Data listing:
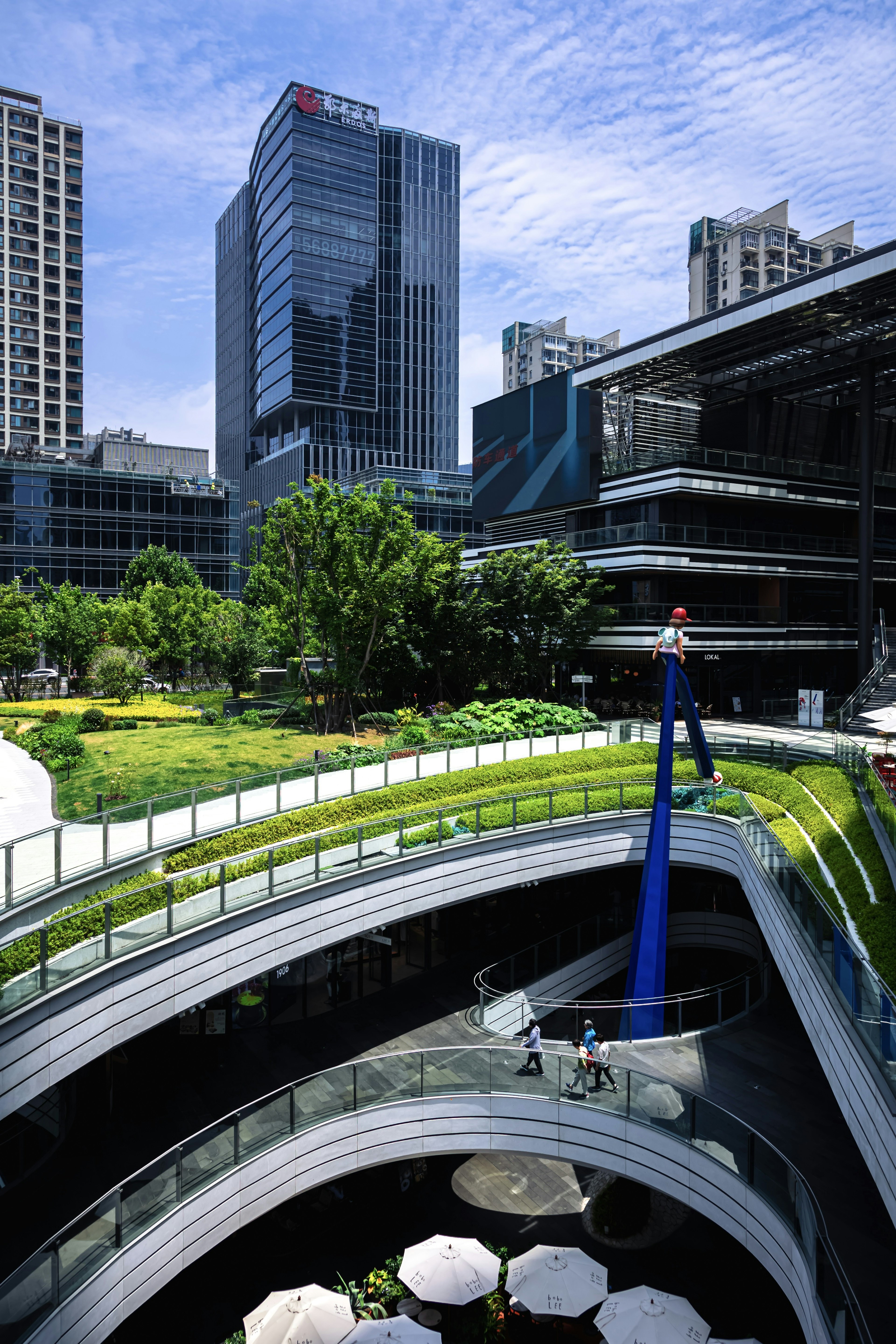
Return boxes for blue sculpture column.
[621,651,713,1040]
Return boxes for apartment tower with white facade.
[0,89,83,449]
[688,200,862,321]
[501,317,619,395]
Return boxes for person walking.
[520,1017,544,1074]
[594,1036,619,1091]
[567,1040,588,1097]
[582,1017,596,1074]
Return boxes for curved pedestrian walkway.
[0,988,896,1340]
[0,738,56,844]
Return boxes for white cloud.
[458,332,501,462]
[85,378,215,461]
[4,0,896,453]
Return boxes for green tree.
[411,554,492,704]
[140,583,212,691]
[121,546,203,597]
[0,578,40,700]
[39,579,108,695]
[261,481,453,732]
[202,598,270,695]
[473,542,614,693]
[90,644,147,704]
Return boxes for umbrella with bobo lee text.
[398,1232,501,1306]
[506,1246,607,1316]
[343,1316,442,1344]
[594,1285,709,1344]
[243,1284,355,1344]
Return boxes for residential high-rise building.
[688,200,862,320]
[501,317,619,394]
[0,89,83,449]
[215,83,459,567]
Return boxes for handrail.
[0,779,896,1113]
[3,719,860,910]
[0,719,611,910]
[473,911,768,1009]
[837,654,891,732]
[0,1046,871,1344]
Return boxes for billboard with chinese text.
[473,371,602,519]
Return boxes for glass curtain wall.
[0,464,239,597]
[215,85,459,559]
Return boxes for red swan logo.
[296,87,321,116]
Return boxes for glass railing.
[0,774,896,1095]
[1,720,610,910]
[602,442,896,489]
[0,1046,871,1344]
[567,523,858,555]
[473,908,767,1040]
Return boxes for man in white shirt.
[520,1017,544,1074]
[594,1036,619,1091]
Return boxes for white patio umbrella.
[594,1285,709,1344]
[635,1083,684,1120]
[243,1284,355,1344]
[344,1316,442,1344]
[506,1246,607,1316]
[400,1234,501,1301]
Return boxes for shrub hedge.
[794,763,896,902]
[725,761,896,985]
[164,742,669,872]
[0,742,896,1000]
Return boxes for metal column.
[858,360,875,681]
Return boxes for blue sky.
[7,0,896,460]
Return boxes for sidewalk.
[0,738,56,844]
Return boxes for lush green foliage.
[164,742,672,872]
[473,542,614,693]
[90,644,147,704]
[0,747,896,1000]
[40,579,108,686]
[724,761,896,985]
[0,578,40,700]
[793,762,896,903]
[15,714,86,770]
[459,699,599,736]
[121,546,202,597]
[250,480,462,730]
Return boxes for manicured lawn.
[56,723,380,817]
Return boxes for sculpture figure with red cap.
[653,606,690,663]
[621,606,721,1040]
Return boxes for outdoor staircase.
[844,656,896,742]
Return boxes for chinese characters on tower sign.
[296,85,378,136]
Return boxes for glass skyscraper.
[215,83,459,567]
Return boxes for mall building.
[215,82,459,567]
[466,230,896,715]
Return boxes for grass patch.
[7,747,896,1000]
[165,747,669,872]
[0,691,199,722]
[46,726,382,819]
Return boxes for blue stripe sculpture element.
[622,649,715,1040]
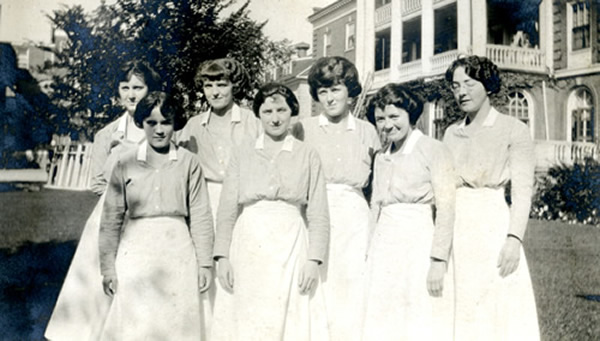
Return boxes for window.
[375,0,392,8]
[346,21,356,51]
[508,91,532,128]
[434,3,458,54]
[323,27,331,57]
[571,0,590,51]
[375,28,392,71]
[569,88,594,142]
[433,99,446,140]
[402,17,421,63]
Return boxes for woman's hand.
[427,259,446,297]
[198,267,212,293]
[298,260,319,295]
[497,237,521,277]
[102,276,119,297]
[217,257,233,292]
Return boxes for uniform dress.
[301,114,381,340]
[444,108,539,340]
[363,130,455,341]
[211,135,329,341]
[44,113,139,341]
[177,104,261,218]
[99,142,214,340]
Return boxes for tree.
[50,0,289,137]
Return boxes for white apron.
[44,195,112,341]
[102,217,207,341]
[363,203,454,341]
[321,184,370,341]
[211,201,329,341]
[454,188,540,341]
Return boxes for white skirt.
[102,217,207,341]
[363,204,454,341]
[321,184,370,341]
[44,195,112,341]
[211,201,328,341]
[454,188,540,341]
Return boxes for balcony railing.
[486,44,546,72]
[431,50,459,75]
[402,0,421,15]
[375,3,392,27]
[535,141,599,170]
[398,59,423,82]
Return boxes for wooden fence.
[46,142,92,190]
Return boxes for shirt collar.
[137,141,177,162]
[254,133,294,152]
[117,112,129,134]
[319,113,356,130]
[200,103,242,126]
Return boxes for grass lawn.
[0,190,600,341]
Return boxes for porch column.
[421,0,435,74]
[390,0,402,82]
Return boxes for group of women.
[46,56,539,341]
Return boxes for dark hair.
[308,56,362,102]
[133,91,186,130]
[115,60,162,94]
[367,83,423,126]
[252,83,300,117]
[446,56,502,94]
[194,58,250,100]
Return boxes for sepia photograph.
[0,0,600,341]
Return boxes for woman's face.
[143,107,174,151]
[317,84,350,118]
[452,66,488,113]
[202,79,233,111]
[258,94,292,140]
[375,104,413,145]
[119,75,148,115]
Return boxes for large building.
[346,0,600,168]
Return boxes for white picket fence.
[46,142,92,191]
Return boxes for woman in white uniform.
[212,83,329,341]
[363,84,455,341]
[99,92,214,341]
[294,57,381,341]
[44,61,160,341]
[444,56,539,340]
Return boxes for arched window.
[507,91,533,136]
[568,88,594,142]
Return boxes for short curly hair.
[308,56,362,102]
[194,58,250,100]
[133,91,186,131]
[114,59,162,96]
[367,83,423,126]
[252,83,300,117]
[446,56,502,94]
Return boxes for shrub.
[531,158,600,225]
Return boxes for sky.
[0,0,335,44]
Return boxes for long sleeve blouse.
[214,135,329,261]
[90,113,137,195]
[444,108,535,238]
[177,104,261,182]
[99,142,214,275]
[296,114,381,190]
[372,130,456,260]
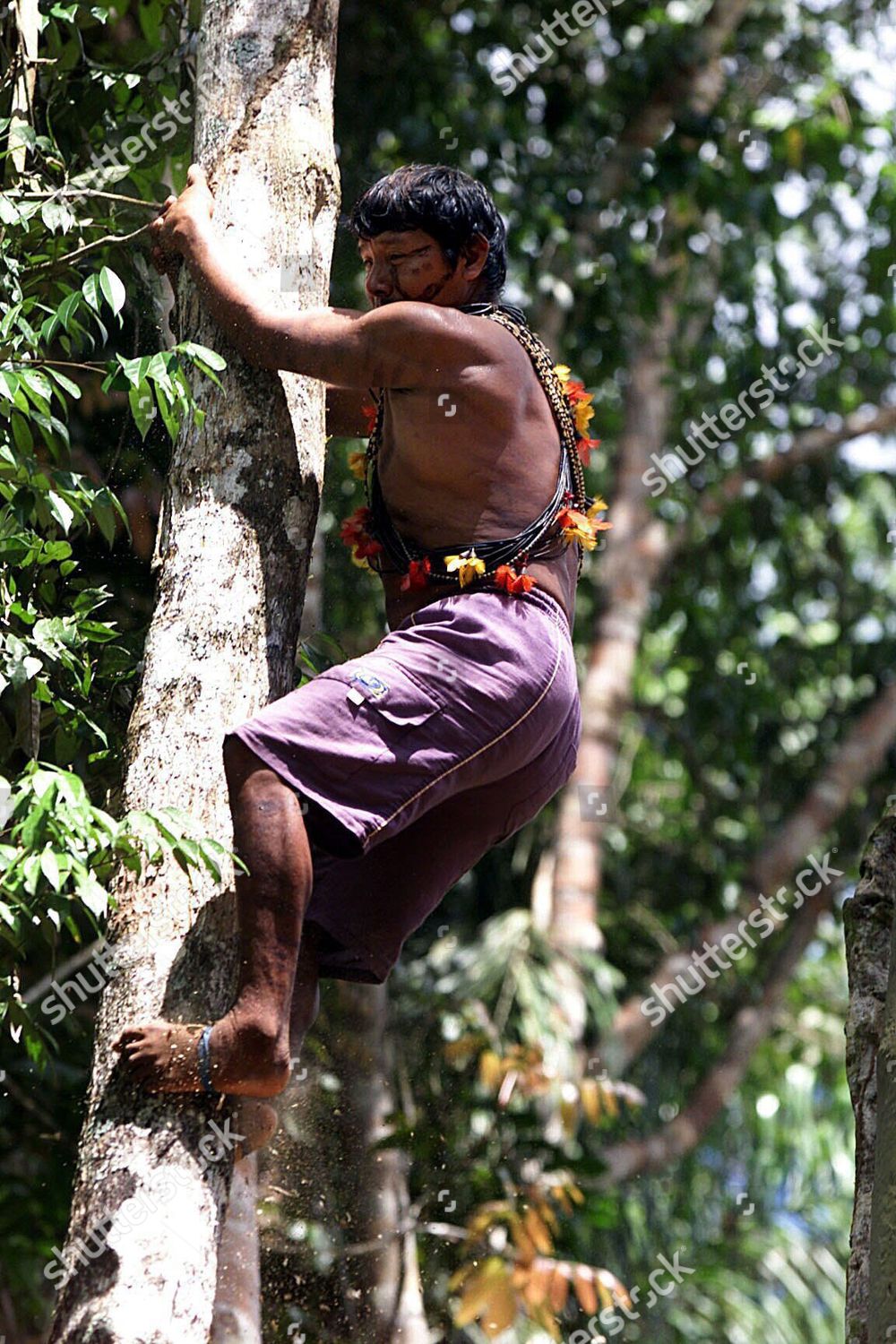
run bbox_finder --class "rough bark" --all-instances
[51,0,337,1344]
[598,884,839,1188]
[210,1153,262,1344]
[549,287,678,949]
[612,685,896,1072]
[844,809,896,1344]
[6,0,39,180]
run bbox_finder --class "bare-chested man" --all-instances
[116,166,606,1097]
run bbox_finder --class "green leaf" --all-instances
[99,266,126,327]
[12,411,33,453]
[81,274,99,314]
[47,491,75,534]
[40,849,60,892]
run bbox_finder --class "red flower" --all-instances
[399,556,433,593]
[339,504,371,546]
[495,564,536,593]
[564,378,594,406]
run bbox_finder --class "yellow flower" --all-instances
[348,453,366,481]
[557,508,598,551]
[575,395,594,435]
[444,547,485,588]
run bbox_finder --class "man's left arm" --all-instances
[149,164,489,389]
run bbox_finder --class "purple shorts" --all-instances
[226,589,582,984]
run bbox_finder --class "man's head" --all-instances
[348,164,506,308]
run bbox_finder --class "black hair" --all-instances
[348,164,506,300]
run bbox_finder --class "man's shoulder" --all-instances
[366,300,520,363]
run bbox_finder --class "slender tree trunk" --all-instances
[844,809,896,1344]
[210,1153,262,1344]
[549,287,678,949]
[51,0,337,1344]
[6,0,39,182]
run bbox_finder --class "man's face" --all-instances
[358,228,470,308]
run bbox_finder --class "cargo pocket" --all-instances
[498,752,576,844]
[314,653,444,728]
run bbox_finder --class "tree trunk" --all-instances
[210,1153,262,1344]
[844,809,896,1344]
[51,0,337,1344]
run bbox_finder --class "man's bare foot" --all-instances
[113,1010,289,1097]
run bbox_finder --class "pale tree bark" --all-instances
[210,1153,262,1344]
[533,0,762,951]
[331,983,430,1344]
[6,0,39,180]
[595,883,840,1190]
[844,800,896,1344]
[612,685,896,1073]
[51,0,337,1344]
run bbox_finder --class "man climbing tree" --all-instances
[116,157,610,1097]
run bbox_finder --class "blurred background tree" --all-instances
[0,0,896,1344]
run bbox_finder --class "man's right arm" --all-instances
[326,383,374,438]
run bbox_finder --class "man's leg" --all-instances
[116,738,315,1097]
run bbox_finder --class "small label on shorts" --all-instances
[345,672,388,704]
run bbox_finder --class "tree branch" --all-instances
[595,883,839,1188]
[609,685,896,1073]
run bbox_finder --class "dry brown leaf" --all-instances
[522,1206,554,1255]
[522,1257,555,1306]
[479,1050,504,1091]
[579,1078,600,1125]
[454,1255,506,1327]
[548,1261,570,1316]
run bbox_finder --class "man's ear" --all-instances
[461,234,489,280]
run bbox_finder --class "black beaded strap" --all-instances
[364,304,592,585]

# [Brief]
Please return the lines from the items above, beginning with the line that contains "Return boxes for sky." and continuing through the line that contains "[564,378,594,406]", copying each one without change. Leave the pictures out of your answer.

# [Finished answer]
Return boxes for sky.
[0,0,335,44]
Return boxes for long sleeve blouse.
[214,135,329,261]
[90,113,137,195]
[444,108,535,238]
[177,104,261,182]
[99,142,214,275]
[296,114,381,190]
[372,130,456,260]
run bbox_finder --class "rough bark" --all-instances
[51,0,337,1344]
[598,884,839,1188]
[210,1153,262,1344]
[549,287,678,949]
[612,685,896,1072]
[844,809,896,1344]
[6,0,39,180]
run bbox_finder --class "bare-chested man" --all-instances
[116,166,606,1097]
run bbox_finder --class "green leaf" --all-instances
[99,266,126,327]
[12,411,33,453]
[81,274,99,314]
[47,491,75,534]
[40,849,60,892]
run bbox_finder --class "red flower" --all-instances
[399,556,433,593]
[339,504,371,546]
[495,564,536,593]
[564,378,594,406]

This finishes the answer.